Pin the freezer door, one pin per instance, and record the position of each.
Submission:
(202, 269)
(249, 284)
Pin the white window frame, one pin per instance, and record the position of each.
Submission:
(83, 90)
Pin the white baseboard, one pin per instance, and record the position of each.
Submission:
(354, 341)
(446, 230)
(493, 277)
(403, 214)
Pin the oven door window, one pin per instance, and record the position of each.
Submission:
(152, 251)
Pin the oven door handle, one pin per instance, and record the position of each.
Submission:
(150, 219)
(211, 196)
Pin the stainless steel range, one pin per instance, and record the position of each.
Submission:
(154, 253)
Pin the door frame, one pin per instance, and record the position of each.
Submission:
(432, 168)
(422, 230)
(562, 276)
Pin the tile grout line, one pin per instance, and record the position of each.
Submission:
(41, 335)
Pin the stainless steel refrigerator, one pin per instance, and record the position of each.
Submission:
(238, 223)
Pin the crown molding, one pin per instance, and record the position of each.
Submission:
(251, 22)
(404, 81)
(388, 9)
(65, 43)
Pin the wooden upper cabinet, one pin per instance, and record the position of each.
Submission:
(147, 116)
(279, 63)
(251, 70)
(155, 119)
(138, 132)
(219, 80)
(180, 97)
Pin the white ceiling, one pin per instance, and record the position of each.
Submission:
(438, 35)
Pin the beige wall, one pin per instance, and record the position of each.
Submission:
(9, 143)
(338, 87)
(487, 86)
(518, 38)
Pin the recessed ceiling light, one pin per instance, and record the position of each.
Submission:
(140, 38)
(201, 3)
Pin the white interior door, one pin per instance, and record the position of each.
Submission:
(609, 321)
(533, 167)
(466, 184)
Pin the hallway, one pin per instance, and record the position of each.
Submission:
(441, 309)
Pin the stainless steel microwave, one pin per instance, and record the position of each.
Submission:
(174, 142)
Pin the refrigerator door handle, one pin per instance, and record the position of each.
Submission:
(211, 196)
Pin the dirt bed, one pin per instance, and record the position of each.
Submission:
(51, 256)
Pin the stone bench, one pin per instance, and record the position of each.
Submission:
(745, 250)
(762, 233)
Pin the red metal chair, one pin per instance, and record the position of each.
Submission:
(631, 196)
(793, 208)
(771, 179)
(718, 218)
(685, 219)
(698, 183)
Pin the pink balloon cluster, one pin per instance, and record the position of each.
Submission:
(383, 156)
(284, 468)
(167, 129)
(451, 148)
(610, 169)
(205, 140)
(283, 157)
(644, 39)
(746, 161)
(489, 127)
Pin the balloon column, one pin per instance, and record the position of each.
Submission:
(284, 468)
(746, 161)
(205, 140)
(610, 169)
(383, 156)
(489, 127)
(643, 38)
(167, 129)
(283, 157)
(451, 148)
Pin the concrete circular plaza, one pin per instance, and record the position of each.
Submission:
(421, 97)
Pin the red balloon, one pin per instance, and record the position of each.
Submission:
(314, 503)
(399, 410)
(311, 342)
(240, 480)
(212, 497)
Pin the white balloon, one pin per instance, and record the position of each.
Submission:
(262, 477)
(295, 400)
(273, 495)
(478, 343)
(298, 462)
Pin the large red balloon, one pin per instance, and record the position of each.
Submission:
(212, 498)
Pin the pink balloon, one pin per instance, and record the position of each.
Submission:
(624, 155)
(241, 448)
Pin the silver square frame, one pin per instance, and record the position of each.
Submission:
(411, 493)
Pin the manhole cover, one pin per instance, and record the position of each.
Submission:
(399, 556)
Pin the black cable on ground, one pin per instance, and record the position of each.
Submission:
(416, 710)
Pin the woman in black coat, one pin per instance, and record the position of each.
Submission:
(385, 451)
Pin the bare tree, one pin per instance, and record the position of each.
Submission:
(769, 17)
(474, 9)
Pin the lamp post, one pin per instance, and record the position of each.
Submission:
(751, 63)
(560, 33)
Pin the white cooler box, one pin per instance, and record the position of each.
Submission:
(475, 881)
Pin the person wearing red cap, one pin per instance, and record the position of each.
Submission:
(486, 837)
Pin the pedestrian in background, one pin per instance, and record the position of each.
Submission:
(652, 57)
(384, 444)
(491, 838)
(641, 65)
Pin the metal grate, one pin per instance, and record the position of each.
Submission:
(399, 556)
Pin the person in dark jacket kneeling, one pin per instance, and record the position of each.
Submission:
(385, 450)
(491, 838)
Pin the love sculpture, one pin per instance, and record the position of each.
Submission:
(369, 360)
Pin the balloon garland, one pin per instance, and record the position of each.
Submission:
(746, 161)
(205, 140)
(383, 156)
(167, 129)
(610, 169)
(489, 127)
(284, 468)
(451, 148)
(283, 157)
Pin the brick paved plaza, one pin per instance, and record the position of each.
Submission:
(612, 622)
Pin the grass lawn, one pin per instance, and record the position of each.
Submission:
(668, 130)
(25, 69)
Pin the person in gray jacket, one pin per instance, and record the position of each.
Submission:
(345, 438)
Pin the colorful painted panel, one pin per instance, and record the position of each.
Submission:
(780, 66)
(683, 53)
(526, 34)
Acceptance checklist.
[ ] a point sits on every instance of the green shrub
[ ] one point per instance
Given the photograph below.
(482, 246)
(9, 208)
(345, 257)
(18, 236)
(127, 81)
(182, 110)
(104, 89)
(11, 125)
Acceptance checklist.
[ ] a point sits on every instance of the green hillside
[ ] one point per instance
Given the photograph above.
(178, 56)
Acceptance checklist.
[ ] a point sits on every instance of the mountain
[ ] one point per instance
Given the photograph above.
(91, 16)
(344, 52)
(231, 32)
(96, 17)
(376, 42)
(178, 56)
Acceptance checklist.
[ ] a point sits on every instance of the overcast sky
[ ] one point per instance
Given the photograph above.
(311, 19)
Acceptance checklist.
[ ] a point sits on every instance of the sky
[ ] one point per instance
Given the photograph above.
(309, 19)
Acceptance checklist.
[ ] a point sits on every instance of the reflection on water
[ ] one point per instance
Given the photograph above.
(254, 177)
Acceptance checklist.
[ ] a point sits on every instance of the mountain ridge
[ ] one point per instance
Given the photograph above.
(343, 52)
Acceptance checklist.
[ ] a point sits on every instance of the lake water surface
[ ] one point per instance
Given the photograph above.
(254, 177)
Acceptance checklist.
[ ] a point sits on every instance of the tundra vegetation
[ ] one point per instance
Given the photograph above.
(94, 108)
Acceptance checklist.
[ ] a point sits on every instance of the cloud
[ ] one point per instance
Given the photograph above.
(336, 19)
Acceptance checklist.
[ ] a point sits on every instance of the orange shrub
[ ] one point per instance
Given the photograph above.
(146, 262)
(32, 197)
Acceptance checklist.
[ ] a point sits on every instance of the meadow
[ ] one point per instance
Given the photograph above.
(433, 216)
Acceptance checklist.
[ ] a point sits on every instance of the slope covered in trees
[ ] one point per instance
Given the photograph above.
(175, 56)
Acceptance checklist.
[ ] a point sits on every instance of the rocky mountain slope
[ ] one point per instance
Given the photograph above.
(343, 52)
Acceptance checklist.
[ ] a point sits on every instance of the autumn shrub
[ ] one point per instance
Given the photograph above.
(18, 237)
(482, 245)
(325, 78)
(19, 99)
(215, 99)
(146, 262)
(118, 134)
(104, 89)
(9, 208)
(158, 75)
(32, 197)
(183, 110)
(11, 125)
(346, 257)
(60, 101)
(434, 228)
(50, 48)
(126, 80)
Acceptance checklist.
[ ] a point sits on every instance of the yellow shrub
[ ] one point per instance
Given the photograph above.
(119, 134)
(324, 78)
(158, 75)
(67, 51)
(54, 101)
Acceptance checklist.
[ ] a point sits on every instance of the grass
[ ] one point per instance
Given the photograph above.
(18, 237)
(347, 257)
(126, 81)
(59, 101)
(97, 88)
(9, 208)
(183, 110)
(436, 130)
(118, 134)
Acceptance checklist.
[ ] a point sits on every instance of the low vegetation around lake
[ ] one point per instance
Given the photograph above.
************
→ **Work to complete**
Nothing is to be altered; retype each entry exactly.

→ **Solution for this exercise**
Pin the freezer door, one pin per instance, and record the position of each.
Submission:
(202, 269)
(249, 284)
Pin the white window frame, one pin per instance, and record the position of each.
Submission:
(83, 90)
Pin the white baseboard, one pin per instance, and record the position of each.
Submission:
(354, 341)
(446, 230)
(493, 277)
(403, 214)
Pin the oven door window, one pin per instance, and record the position of each.
Submission:
(152, 251)
Pin the oven door handle, one pin per instance, and record the position of each.
Submission:
(150, 219)
(211, 196)
Pin the stainless steel range, one pin per instance, and record the position of each.
Submission:
(154, 253)
Pin the door frame, one pin per instance, and record the position of each.
Submission:
(432, 168)
(422, 230)
(562, 276)
Pin the tile grout line, one pin per instance, and record the position of each.
Submission:
(41, 335)
Pin the stainless steel refrigerator, one pin per instance, and record the position of each.
Submission:
(238, 223)
Pin the crown molding, one pin per instance, and record the position of each.
Submission:
(251, 22)
(404, 81)
(388, 9)
(65, 43)
Pin the wooden upper cabinet, one pin per instance, and record the position of each.
Submission:
(147, 116)
(279, 63)
(251, 70)
(155, 119)
(138, 132)
(219, 80)
(180, 97)
Pin the white ceiling, one pin per instance, and record the position of each.
Submission:
(438, 35)
Pin the beige wall, one pin per instance, and record the position of each.
Submission:
(9, 143)
(338, 87)
(487, 86)
(518, 38)
Pin the recessed ceiling light, one pin per instance, and record the position of each.
Submission:
(140, 38)
(201, 3)
Pin the white interior door, one pin per instance, and record the position of each.
Submission:
(609, 321)
(533, 167)
(466, 184)
Pin the hallway, one pin per instance, and record the position of each.
Submission:
(441, 309)
Pin the stainless steel microwave, one pin per instance, and record the position of each.
Submission:
(174, 142)
Pin the refrigerator door handle, one pin per instance, and record the position of each.
Submission:
(211, 196)
Pin the dirt bed, one pin per instance, and record the position of each.
Submission:
(51, 256)
Pin the stone bench, one pin per instance, and record the position of each.
Submission:
(745, 250)
(762, 233)
Pin the red metal chair, one pin per instance, and record the position of each.
Submission:
(631, 196)
(793, 208)
(771, 179)
(718, 218)
(685, 219)
(698, 183)
Pin the pink balloon cluster, one pin per instance, and record the position of each.
Submission:
(383, 156)
(284, 468)
(167, 129)
(451, 148)
(610, 169)
(205, 140)
(283, 157)
(644, 39)
(746, 161)
(489, 127)
Pin the balloon column, one pin per instance, and record the position of each.
Submission:
(284, 468)
(746, 161)
(205, 140)
(610, 169)
(383, 156)
(489, 127)
(643, 38)
(167, 129)
(283, 157)
(451, 148)
Pin the concrete circular plaza, one pin per instance, and record the position of each.
Submission:
(421, 97)
Pin the red balloon, one pin per instance, and record the position of each.
Submission:
(314, 503)
(399, 410)
(311, 342)
(240, 480)
(212, 497)
Pin the white balloon, one pin per instance, and record the position of each.
Submission:
(262, 477)
(295, 400)
(273, 495)
(478, 343)
(298, 462)
Pin the large red balloon, one pin per instance, and record the position of each.
Submission:
(212, 498)
Pin the pink balloon, one pin per instance, and record the position of each.
Submission:
(624, 155)
(241, 448)
Pin the silver square frame, one pin per instance, and record the position of each.
Submission:
(411, 493)
Pin the manhole cover, one pin per instance, and record the position of each.
Submission:
(399, 556)
Pin the black cable on ground, one pin per instance, and record the position of each.
Submission:
(416, 710)
Pin the woman in black coat, one pin per instance, and record the position of each.
Submission:
(385, 451)
Pin the bare tree, one pin per instance, and record the position of each.
Submission:
(769, 17)
(474, 9)
Pin the lamp post, one pin per instance, and record the position of each.
Submission:
(751, 63)
(560, 33)
Pin the white cooler box, one pin per instance, and record the position of each.
Submission:
(475, 881)
Pin the person wearing red cap, one pin per instance, and record the position of each.
Submission:
(486, 837)
Pin the pedestrian in background, one pin per instance, and record the position of each.
Submission:
(652, 57)
(384, 444)
(491, 838)
(641, 65)
Pin the metal grate, one pin per instance, and record the position of each.
Submission:
(399, 556)
Pin the person in dark jacket kneeling, one pin per instance, and record the position of each.
Submission:
(385, 450)
(491, 838)
Pin the love sculpture, one pin per instance, and record the position of each.
Submission:
(369, 360)
Pin the balloon garland, one pin per instance, and record the position of each.
Submission:
(746, 161)
(205, 140)
(383, 156)
(167, 129)
(610, 169)
(489, 127)
(284, 468)
(451, 148)
(283, 157)
Pin the brick paved plaza, one pin per instance, and record the position of each.
Submission:
(612, 622)
Pin the grass lawn, one pin per instance, and record the position of each.
Submission:
(668, 130)
(25, 69)
Pin the person in gray jacket, one pin per instance, and record the position of each.
Submission:
(345, 438)
Pin the colorful painted panel, one pin per instance, and record the position of each.
Submission:
(780, 66)
(683, 53)
(526, 34)
Acceptance checklist.
[ ] a point sits on every instance of the green shrub
[ ] one point per instance
Given the photograph below.
(482, 246)
(9, 208)
(345, 257)
(18, 236)
(127, 81)
(182, 110)
(104, 89)
(11, 125)
Acceptance checklist.
[ ] a point sits on every instance of the green hillside
[ ] one point per instance
Given the photograph above.
(178, 56)
Acceptance checklist.
[ ] a point sits on every instance of the mountain
[ ] one point per instance
Given the photograph above.
(91, 16)
(344, 52)
(231, 32)
(96, 17)
(376, 42)
(178, 56)
Acceptance checklist.
[ ] a point sits on every instance of the overcast sky
[ ] one point per instance
Given the photograph above.
(311, 19)
Acceptance checklist.
[ ] a point sits on every instance of the sky
[ ] one point per instance
Given the photograph above.
(309, 19)
Acceptance checklist.
[ ] a point sits on every instance of the reflection on water
[ ] one point per instance
Given the photograph above.
(254, 177)
Acceptance checklist.
[ ] a point sits on every instance of the mountain ridge
[ ] one point per instance
Given the photograph above.
(343, 52)
Acceptance checklist.
[ ] a point sits on every instance of the lake water surface
[ ] one point per instance
Given the photograph above.
(254, 177)
Acceptance checklist.
[ ] a point sits on every instance of the tundra vegetation
[ ] one point per instance
Given the photograph above.
(94, 108)
Acceptance checklist.
[ ] a point sits on every instance of the cloud
[ ] one point per instance
Given the photograph above.
(336, 19)
Acceptance checklist.
[ ] a point sits on every instance of the orange shrub
[ ] one point per instance
Given the photograph above.
(146, 262)
(32, 197)
Acceptance checklist.
[ ] a point sits on every instance of the meadow
[ ] one point per instance
Given the photograph above.
(433, 216)
Acceptance checklist.
[ ] a point sits on every instance of the slope covered in trees
[ ] one point per instance
Given the photograph above.
(175, 56)
Acceptance checklist.
[ ] a point sits on every instance of the rocky mountain slope
[ ] one point per instance
Given the photograph above.
(343, 52)
Acceptance checklist.
[ ] a point sits on every instance of the autumn shrub
[ ] one point per instance
Given the photograph above.
(18, 237)
(482, 245)
(325, 78)
(19, 99)
(215, 99)
(146, 262)
(118, 134)
(104, 89)
(9, 208)
(158, 75)
(32, 197)
(183, 110)
(11, 125)
(346, 257)
(60, 101)
(434, 228)
(50, 48)
(126, 80)
Acceptance checklist.
[ ] a point sits on every instance of the yellow shrub
[ ] one point per instance
Given the photograph above.
(119, 134)
(324, 78)
(158, 75)
(67, 51)
(54, 101)
Acceptance checklist.
[ ] a point sits on every instance of the grass
[ ] one point per instance
Given the photograph above.
(18, 237)
(347, 257)
(126, 81)
(59, 101)
(97, 88)
(9, 208)
(183, 110)
(436, 130)
(118, 134)
Acceptance checklist.
[ ] a point sits on every instance of the low vegetation around lake
[ ] one point per instance
Given the photograph above.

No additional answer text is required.